→ **Data to process**:
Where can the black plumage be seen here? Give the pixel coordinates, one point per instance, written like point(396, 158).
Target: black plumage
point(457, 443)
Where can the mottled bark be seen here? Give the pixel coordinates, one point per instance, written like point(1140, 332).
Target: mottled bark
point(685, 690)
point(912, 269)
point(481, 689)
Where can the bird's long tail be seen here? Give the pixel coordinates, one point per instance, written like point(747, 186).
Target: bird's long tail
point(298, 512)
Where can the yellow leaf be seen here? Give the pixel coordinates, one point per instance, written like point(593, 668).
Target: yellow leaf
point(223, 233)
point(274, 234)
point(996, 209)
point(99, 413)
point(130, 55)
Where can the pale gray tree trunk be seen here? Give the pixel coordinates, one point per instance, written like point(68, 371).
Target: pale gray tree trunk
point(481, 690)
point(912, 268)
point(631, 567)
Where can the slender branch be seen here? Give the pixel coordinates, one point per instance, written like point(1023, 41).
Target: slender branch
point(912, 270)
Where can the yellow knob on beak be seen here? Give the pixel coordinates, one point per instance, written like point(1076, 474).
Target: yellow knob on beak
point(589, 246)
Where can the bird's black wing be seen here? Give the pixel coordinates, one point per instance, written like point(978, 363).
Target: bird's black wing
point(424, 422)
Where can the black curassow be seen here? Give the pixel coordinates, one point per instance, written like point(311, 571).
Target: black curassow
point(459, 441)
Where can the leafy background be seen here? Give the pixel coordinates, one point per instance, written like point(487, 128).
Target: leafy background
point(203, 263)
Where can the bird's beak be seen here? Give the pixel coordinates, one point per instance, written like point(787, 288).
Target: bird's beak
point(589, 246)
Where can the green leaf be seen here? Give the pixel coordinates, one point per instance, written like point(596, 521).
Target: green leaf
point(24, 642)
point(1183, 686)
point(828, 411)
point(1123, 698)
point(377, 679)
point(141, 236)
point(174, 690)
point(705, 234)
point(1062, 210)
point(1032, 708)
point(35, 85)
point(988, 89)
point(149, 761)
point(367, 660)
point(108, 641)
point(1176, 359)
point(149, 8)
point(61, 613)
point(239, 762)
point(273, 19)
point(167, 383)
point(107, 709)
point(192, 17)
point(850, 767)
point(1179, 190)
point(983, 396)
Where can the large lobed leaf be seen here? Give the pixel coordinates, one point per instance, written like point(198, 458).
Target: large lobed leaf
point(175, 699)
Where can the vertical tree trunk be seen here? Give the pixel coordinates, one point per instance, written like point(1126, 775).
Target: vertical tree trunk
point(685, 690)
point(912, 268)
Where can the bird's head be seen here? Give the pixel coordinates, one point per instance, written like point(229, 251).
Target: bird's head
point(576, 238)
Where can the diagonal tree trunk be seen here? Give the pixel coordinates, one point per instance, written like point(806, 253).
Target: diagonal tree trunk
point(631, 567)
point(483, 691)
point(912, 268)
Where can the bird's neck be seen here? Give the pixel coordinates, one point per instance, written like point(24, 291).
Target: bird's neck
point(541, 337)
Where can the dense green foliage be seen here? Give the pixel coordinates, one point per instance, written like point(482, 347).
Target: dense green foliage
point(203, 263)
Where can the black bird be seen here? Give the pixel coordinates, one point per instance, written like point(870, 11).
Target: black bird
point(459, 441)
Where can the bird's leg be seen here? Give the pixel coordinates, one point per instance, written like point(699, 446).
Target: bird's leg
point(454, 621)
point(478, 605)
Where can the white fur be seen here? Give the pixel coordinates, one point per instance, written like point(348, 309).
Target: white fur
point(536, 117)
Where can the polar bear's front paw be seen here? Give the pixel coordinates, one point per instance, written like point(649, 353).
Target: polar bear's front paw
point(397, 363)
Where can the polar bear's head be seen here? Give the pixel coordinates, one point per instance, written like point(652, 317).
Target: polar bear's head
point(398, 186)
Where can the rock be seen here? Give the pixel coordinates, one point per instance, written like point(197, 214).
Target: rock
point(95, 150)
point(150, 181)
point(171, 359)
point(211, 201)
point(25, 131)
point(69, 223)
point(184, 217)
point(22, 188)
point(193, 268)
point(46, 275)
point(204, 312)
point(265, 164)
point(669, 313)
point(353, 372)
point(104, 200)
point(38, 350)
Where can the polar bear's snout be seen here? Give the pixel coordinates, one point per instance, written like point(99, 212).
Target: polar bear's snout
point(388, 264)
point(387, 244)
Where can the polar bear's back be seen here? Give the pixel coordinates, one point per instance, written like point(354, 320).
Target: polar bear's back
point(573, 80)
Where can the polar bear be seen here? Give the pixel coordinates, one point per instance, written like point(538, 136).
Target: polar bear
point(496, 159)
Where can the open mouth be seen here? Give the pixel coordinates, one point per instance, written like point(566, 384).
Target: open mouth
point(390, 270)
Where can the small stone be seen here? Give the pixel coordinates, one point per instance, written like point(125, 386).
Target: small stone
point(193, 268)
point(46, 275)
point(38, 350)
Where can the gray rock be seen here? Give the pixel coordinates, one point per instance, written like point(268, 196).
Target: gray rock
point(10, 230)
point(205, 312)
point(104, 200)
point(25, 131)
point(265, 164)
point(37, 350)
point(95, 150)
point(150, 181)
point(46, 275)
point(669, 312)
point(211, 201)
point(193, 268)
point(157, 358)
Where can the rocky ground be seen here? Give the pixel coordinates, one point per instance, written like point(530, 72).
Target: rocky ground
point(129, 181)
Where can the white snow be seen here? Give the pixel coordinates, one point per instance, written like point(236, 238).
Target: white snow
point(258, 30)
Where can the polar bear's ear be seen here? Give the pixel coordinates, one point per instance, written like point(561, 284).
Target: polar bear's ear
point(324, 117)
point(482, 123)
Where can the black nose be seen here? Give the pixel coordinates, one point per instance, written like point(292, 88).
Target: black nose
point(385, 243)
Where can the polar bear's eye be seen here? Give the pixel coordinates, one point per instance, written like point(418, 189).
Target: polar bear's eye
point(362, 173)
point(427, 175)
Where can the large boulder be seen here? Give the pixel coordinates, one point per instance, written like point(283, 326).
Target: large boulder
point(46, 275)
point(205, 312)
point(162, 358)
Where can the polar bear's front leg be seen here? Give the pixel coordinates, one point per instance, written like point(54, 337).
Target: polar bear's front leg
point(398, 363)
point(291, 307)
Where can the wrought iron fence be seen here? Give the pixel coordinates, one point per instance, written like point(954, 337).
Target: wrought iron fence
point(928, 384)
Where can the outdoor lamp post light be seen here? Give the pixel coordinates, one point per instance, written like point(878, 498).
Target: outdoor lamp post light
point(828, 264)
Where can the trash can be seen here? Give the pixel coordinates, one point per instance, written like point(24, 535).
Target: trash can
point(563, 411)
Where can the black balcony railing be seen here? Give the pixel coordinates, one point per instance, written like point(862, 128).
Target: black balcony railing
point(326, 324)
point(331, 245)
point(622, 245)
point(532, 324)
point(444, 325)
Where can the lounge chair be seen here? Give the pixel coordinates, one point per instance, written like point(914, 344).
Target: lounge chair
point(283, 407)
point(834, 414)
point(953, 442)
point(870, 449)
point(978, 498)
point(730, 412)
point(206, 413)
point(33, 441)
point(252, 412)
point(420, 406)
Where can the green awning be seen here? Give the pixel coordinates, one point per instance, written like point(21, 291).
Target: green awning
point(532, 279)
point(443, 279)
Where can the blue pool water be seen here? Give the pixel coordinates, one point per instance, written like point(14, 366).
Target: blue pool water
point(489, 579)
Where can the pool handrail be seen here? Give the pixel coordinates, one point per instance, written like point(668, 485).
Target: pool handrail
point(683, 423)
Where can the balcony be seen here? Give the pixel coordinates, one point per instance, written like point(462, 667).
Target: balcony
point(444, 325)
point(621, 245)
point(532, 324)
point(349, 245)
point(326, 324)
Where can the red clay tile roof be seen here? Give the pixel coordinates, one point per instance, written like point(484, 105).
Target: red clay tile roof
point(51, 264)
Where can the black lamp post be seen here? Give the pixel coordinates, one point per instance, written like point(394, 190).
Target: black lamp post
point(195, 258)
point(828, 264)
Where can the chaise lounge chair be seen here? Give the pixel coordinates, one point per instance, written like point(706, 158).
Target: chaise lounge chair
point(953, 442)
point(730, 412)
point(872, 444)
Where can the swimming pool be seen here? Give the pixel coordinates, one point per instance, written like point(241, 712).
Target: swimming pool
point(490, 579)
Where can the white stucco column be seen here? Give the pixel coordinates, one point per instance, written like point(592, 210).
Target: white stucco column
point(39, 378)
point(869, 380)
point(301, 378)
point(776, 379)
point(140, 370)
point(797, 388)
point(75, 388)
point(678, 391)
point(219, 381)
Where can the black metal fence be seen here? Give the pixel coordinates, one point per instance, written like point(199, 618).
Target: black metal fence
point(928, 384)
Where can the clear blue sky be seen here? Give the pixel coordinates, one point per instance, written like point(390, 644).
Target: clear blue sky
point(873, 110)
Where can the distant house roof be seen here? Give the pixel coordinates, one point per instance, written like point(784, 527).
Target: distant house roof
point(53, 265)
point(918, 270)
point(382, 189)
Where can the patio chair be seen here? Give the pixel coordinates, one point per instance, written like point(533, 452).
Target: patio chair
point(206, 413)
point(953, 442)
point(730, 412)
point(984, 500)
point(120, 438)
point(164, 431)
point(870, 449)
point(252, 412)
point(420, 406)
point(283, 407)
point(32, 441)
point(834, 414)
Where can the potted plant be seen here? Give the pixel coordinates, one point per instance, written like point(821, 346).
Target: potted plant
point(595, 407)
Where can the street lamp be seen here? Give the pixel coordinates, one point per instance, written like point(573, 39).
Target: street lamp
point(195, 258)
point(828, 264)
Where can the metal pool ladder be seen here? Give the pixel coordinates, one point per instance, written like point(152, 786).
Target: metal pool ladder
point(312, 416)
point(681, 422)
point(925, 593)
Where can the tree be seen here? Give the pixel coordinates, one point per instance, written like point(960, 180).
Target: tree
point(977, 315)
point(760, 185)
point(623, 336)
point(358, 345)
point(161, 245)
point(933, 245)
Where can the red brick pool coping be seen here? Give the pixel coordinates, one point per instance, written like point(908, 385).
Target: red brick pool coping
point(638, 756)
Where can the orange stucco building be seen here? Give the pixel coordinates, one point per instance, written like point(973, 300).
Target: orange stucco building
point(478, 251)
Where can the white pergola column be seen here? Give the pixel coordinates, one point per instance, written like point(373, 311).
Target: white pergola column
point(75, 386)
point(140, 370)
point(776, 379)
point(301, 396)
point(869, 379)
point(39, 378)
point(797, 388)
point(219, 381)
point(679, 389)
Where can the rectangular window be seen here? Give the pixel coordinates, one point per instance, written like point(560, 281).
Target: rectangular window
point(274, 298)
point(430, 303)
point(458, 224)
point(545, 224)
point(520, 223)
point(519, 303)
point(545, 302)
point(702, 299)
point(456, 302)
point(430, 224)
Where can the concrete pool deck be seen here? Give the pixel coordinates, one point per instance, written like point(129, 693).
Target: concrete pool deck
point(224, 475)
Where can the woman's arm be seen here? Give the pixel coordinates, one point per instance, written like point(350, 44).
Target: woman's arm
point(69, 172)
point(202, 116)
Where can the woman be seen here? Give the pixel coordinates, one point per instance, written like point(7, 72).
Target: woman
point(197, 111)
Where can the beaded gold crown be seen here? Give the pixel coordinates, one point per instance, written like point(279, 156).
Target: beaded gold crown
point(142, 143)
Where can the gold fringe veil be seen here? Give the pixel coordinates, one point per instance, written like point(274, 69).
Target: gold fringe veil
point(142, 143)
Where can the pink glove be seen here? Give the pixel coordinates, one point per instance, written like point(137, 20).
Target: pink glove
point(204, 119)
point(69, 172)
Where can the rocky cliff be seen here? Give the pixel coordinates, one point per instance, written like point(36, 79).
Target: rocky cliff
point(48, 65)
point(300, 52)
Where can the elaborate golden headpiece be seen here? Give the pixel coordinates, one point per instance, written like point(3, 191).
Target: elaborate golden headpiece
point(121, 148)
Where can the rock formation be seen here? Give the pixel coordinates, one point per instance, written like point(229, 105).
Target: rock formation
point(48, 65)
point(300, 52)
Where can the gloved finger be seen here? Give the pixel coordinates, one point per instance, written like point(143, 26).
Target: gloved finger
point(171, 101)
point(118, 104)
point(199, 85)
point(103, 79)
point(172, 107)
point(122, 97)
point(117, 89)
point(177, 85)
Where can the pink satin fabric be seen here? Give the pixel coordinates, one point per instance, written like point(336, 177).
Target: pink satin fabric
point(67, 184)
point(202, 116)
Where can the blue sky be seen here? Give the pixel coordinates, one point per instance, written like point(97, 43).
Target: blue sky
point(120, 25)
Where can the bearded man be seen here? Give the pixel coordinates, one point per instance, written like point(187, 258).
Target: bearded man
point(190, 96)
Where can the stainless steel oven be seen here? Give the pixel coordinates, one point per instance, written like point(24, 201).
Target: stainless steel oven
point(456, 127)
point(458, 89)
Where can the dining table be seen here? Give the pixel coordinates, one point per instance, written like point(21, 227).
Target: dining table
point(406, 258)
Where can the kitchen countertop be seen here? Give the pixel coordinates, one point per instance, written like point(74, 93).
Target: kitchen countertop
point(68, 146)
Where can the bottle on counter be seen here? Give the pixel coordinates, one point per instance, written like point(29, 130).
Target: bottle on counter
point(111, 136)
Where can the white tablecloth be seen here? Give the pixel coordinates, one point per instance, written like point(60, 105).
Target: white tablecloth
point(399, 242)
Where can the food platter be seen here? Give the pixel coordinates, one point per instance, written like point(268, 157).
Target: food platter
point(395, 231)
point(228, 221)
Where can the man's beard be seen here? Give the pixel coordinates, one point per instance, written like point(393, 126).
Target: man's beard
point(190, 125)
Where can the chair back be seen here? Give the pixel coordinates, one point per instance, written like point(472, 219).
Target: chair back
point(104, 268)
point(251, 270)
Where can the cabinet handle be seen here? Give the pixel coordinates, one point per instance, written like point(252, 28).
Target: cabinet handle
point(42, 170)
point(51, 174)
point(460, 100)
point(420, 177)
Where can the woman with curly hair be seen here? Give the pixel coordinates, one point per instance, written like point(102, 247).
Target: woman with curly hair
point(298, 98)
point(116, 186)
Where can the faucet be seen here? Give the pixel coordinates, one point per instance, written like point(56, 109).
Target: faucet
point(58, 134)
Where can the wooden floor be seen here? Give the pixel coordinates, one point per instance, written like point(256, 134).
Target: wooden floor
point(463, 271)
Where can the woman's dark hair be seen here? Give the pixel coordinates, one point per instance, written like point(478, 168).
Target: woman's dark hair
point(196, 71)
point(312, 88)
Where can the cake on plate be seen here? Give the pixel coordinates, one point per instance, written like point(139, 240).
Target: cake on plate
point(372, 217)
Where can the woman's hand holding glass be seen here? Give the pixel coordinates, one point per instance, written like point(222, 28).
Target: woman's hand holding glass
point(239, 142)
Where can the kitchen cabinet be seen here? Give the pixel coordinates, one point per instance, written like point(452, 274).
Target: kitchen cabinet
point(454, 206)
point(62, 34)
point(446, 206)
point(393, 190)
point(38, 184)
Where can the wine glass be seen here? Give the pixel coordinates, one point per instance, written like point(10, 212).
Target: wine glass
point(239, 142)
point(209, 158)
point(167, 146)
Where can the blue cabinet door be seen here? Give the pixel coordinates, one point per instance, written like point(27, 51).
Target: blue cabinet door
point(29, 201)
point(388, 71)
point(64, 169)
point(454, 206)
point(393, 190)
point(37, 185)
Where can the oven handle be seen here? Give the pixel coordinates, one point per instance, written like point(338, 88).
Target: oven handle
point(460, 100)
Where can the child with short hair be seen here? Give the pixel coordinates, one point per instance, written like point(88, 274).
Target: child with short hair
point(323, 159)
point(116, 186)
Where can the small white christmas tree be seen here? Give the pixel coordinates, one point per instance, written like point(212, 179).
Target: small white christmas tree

→ **Activity**: Which of the lines in the data hold the string "christmas"? Report each of them by copying it.

→ **Exercise output**:
Where can the small white christmas tree be seen here? Give the pixel coordinates, one point per instance, written like point(212, 179).
Target: small white christmas tree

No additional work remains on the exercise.